• _Text shown_
On Fri, Sep 17, 2021 at 11:05 AM David Howells <[email protected]> wrote:
>
> Move NFS to using the alternate fallback fscache I/O API instead of the
old
> upstream I/O API as that is about to be deleted. The alternate API will
> also be deleted at some point in the future as it's dangerous (as is the
> old API) and can lead to data corruption if the backing filesystem can
> insert/remove bridging blocks of zeros into its extent list[1].
>
> The alternate API reads and writes pages synchronously, with the intention
> of allowing removal of the operation management framework and thence the
> object management framework from fscache.
>
> The preferred change would be to use the netfs lib, but the new I/O API
can
> be used directly. It's just that as the cache now needs to track data for
> itself, caching blocks may exceed page size...
>
> Changes
> =======
> ver #2:
> - Changed "deprecated" to "fallback" in the new function names[2].
>
> Signed-off-by: David Howells <[email protected]>
> cc: Trond Myklebust <[email protected]>
> cc: Anna Schumaker <[email protected]>
> cc: [email protected]
> cc: [email protected]
> Link: https://lore.kernel.org/r/[email protected] [1]
> Link:
https://lore.kernel.org/r/CAHk-=wiVK+1CyEjW8u71zVPK8msea=qppznx35gnx+s8sxn...@mail.gmail.com/
[2]
> Link:
https://lore.kernel.org/r/163162771421.438332.11563297618174948818.st...@warthog.procyon.org.uk/
# rfc
> ---
>
> fs/nfs/file.c | 14 +++--
> fs/nfs/fscache.c | 161
+++++++-----------------------------------------------
> fs/nfs/fscache.h | 85 ++++-------------------------
> fs/nfs/read.c | 25 +++-----
> fs/nfs/write.c | 7 ++
> 5 files changed, 55 insertions(+), 237 deletions(-)

• _Supplied information_
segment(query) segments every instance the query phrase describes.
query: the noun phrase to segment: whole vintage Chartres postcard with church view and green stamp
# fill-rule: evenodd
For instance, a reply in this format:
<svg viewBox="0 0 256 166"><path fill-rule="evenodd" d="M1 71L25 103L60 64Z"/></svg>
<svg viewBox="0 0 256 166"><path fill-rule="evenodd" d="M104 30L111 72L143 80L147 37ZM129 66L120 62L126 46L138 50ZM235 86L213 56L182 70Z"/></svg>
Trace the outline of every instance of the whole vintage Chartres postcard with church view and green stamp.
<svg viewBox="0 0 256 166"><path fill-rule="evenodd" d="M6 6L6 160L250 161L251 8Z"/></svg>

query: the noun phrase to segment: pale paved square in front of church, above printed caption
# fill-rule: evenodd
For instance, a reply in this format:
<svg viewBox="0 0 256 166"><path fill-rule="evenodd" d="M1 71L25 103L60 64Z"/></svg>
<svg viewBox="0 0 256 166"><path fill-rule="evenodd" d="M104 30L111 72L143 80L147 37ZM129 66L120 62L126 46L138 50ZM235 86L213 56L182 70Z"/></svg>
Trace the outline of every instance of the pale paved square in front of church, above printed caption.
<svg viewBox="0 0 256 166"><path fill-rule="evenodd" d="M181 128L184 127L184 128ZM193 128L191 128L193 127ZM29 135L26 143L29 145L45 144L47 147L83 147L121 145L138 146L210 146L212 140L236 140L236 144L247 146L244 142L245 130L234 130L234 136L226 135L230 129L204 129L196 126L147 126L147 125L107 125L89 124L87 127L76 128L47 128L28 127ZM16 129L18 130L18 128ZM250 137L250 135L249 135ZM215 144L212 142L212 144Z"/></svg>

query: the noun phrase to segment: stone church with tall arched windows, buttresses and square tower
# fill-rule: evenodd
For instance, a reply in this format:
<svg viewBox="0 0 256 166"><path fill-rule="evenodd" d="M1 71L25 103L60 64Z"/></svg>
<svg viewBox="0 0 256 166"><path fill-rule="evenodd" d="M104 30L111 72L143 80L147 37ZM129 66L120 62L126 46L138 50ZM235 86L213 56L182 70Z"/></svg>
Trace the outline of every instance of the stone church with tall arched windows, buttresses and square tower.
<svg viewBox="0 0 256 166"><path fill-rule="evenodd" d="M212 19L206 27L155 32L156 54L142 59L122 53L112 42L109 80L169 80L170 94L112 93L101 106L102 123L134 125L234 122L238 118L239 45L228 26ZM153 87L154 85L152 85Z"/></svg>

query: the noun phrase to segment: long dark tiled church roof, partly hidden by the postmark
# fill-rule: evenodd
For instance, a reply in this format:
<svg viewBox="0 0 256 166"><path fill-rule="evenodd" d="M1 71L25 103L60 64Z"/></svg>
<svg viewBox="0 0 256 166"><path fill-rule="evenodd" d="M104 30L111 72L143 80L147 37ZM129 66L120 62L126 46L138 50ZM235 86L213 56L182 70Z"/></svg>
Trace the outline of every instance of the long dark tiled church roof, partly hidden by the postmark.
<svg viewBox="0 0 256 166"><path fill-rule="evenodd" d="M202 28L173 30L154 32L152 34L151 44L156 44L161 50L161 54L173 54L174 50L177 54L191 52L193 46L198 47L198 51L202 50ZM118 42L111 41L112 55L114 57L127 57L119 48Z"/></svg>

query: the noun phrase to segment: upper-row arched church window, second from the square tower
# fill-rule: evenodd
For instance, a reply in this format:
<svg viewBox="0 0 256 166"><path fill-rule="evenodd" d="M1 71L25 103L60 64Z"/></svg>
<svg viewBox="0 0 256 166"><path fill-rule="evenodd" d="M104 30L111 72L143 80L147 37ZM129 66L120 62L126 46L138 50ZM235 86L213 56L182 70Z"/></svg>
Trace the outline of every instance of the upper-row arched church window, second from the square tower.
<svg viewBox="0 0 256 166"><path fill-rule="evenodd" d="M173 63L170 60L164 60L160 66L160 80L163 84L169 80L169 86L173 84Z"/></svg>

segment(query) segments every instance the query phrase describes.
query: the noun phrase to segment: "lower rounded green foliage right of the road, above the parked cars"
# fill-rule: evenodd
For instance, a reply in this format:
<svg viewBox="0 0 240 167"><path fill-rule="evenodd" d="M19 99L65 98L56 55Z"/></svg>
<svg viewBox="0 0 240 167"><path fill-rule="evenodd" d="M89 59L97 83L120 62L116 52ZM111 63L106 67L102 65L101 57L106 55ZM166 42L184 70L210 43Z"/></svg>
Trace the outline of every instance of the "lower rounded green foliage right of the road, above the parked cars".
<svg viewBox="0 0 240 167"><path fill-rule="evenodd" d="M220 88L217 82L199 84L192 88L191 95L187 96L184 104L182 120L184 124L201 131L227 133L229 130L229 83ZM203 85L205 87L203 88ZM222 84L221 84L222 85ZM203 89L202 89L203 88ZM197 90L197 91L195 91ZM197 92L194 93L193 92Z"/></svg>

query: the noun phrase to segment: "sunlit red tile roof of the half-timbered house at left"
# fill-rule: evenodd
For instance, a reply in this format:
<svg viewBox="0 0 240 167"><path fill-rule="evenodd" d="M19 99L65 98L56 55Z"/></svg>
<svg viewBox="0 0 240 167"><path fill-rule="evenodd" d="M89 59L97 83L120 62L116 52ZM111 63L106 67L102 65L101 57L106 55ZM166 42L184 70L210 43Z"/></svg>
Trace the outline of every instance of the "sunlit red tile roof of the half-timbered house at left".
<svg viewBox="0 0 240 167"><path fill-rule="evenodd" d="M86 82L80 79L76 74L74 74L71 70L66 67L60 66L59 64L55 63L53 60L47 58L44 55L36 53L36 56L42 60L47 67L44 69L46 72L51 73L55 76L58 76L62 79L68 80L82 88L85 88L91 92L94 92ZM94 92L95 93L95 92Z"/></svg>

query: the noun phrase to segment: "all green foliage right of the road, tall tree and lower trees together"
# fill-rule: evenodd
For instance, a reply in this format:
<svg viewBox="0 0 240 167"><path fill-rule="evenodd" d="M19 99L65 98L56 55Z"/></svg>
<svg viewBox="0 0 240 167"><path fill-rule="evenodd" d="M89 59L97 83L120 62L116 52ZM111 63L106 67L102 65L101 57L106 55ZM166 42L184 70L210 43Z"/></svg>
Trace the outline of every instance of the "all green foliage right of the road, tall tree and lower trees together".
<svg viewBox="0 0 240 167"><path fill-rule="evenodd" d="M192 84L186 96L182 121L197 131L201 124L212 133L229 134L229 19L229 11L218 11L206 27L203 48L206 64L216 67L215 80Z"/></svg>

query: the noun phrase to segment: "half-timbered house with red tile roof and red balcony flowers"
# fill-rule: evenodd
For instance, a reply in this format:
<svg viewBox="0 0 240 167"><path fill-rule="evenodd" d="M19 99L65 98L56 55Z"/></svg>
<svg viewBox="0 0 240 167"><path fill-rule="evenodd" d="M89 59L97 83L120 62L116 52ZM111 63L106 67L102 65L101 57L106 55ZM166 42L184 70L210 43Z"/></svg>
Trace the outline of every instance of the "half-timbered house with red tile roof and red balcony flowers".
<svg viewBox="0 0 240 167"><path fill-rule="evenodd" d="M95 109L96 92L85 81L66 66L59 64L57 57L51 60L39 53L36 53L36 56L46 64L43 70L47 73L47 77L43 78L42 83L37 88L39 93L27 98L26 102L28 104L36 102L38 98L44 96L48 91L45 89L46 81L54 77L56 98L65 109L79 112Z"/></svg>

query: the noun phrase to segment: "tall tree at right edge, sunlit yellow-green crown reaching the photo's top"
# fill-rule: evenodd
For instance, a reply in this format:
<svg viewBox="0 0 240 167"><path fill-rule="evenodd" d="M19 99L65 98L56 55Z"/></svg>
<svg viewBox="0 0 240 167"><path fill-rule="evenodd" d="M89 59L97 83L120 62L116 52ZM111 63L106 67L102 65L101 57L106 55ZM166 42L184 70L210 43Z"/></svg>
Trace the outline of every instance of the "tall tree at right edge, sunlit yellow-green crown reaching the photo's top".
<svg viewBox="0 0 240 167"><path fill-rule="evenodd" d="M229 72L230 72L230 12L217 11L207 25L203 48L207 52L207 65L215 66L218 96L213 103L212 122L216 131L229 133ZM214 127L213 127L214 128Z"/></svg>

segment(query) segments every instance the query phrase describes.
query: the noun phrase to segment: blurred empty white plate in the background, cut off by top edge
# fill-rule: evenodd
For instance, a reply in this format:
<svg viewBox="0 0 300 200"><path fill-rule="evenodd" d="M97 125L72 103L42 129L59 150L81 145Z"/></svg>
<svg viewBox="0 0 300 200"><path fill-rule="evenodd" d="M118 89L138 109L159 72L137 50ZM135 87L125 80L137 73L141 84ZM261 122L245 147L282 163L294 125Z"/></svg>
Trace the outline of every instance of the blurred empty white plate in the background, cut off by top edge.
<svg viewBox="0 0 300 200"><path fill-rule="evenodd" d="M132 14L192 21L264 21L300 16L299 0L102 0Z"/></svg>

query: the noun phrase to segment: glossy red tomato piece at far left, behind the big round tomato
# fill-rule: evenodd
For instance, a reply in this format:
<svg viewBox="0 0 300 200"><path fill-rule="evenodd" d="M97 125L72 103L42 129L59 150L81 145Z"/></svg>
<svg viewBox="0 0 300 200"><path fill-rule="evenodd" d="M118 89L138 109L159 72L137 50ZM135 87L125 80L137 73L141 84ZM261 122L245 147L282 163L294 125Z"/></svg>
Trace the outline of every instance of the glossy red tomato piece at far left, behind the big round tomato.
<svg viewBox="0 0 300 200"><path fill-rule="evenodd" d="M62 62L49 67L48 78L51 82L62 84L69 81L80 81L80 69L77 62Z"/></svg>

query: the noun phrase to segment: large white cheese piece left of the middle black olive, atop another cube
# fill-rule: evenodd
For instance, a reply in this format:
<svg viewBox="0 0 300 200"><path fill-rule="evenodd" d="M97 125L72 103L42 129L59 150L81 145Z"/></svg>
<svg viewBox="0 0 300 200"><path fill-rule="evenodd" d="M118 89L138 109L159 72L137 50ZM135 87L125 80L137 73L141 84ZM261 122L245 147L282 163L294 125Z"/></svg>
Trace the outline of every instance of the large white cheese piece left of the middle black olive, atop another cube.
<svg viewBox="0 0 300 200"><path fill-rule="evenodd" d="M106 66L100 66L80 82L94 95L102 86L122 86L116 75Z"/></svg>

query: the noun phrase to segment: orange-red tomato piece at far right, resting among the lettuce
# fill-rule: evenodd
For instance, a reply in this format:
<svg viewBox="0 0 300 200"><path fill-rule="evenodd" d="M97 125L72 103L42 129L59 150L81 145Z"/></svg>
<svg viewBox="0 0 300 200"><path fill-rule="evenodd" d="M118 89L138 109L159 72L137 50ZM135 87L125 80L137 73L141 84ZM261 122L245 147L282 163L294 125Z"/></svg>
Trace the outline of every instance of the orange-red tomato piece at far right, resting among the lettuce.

• _Assignment_
Can you retype the NFS fscache patch message from "On Fri, Sep" up to and including "its extent list[1].", keeping every character unchanged?

• _Response to this task_
On Fri, Sep 17, 2021 at 11:05 AM David Howells <[email protected]> wrote:
>
> Move NFS to using the alternate fallback fscache I/O API instead of the
old
> upstream I/O API as that is about to be deleted. The alternate API will
> also be deleted at some point in the future as it's dangerous (as is the
> old API) and can lead to data corruption if the backing filesystem can
> insert/remove bridging blocks of zeros into its extent list[1].